> _SOURCE MATERIAL_
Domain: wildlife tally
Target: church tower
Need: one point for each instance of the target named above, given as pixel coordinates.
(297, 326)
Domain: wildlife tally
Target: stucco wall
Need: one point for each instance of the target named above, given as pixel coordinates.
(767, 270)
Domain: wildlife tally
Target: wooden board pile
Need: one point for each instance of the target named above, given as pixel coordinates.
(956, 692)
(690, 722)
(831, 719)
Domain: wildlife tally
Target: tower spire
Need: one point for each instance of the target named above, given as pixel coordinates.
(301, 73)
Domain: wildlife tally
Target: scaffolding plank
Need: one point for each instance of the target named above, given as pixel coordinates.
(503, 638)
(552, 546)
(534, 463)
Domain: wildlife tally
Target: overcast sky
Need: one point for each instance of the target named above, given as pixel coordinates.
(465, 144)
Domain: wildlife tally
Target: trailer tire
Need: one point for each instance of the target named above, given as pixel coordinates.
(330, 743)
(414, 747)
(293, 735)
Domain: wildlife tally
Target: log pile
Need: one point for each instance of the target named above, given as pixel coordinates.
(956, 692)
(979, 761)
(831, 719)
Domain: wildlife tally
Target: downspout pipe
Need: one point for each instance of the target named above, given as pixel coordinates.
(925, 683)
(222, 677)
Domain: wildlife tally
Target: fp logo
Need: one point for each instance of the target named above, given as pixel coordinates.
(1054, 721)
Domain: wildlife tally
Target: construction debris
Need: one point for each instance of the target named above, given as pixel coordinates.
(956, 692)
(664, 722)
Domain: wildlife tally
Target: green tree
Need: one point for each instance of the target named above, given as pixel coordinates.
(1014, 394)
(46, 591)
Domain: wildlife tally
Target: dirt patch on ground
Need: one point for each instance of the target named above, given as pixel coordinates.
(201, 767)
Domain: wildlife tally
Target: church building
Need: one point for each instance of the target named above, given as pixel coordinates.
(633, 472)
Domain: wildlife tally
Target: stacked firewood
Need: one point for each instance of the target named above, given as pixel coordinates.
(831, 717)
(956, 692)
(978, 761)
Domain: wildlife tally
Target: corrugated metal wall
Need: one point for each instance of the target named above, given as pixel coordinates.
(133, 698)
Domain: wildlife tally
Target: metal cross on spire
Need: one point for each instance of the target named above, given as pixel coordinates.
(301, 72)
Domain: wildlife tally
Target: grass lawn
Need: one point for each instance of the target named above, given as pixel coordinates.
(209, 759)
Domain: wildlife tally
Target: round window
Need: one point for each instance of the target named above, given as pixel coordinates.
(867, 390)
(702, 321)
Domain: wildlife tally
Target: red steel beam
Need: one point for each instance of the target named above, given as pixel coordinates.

> _EXERCISE_
Line for line, set down the listing above again.

> _RESPONSE AREA_
Domain: wildlife tally
Target: church tower
Need: one point for each instance of the target named above, given as pixel coordinates.
(297, 326)
Domain: wildlife tally
Target: stucco wall
Need: one point for each instance of the target named above, given as pixel coordinates.
(767, 270)
Domain: wildlife tally
Target: wooden board pile
Need: one point for each instance of the target named above, given as pixel coordinates.
(956, 692)
(690, 722)
(831, 719)
Domain: wildlife tally
Target: tower spire
Need: one point for each instance of the target named above, given as pixel coordinates.
(301, 73)
Domain: wildlife tally
Target: scaffolding plank
Need: one point for each instance of the target named above, given as pixel coordinates.
(503, 638)
(552, 546)
(534, 463)
Domain: wildlife tally
Target: overcast sky
Need: one point for each instance of the target named above, given as pixel coordinates.
(465, 144)
Domain: wildlife tally
Target: trailer tire
Need: one point for each instance of the target named above, given as pixel coordinates.
(330, 743)
(414, 747)
(293, 735)
Domain: wildlife tally
Target: log pile
Need: one point for each instance of the target named above, given as pixel coordinates.
(956, 692)
(979, 761)
(831, 719)
Domain: wildlife tally
Target: downspout pipe
Need: one point for each instance of the target named above, given as pixel coordinates.
(925, 683)
(222, 677)
Domain: wildlife tally
Target: fp logo
Need: one point for each instance of the target named above, given as pixel coordinates.
(1054, 721)
Domain: wildlife tally
Target: construction debris
Need: one point for each instance of the target named above, given as pixel coordinates.
(956, 692)
(664, 722)
Domain: wildlife tally
Target: green tree
Need: one point for each instance of the target named above, given as pixel coordinates.
(1014, 394)
(46, 591)
Domain: wildlife tally
Target: dirt patch on ground
Need: one point for each instance of the target named above, given as pixel coordinates.
(201, 767)
Domain: wildlife tally
Target: church building
Need: one point for each instance of the target named above, given as pixel coordinates.
(633, 472)
Domain: wildlife tally
Target: stacked firewood
Need: one point for each instance of the target named above, given as pixel coordinates.
(831, 717)
(956, 692)
(978, 761)
Domain: wildlife tally
Target: corrugated metal wall
Need: one point for each instance of the target named above, given as pixel coordinates.
(133, 698)
Domain: wildlife tally
Target: metal cross on spire
Need: one point for each instance of the target named above, given as pixel coordinates.
(301, 72)
Domain: wildlife tally
Target: grass lawn
Need: one point for each instance of the target named above, given as pixel coordinates.
(209, 759)
Domain: wildlife tally
Target: round window
Need: one point for each instance of the target named above, given as pixel coordinates.
(867, 390)
(702, 321)
Domain: wildlife tally
Target: red steel beam
Need: one point for each instance of the target named above, given as pixel coordinates.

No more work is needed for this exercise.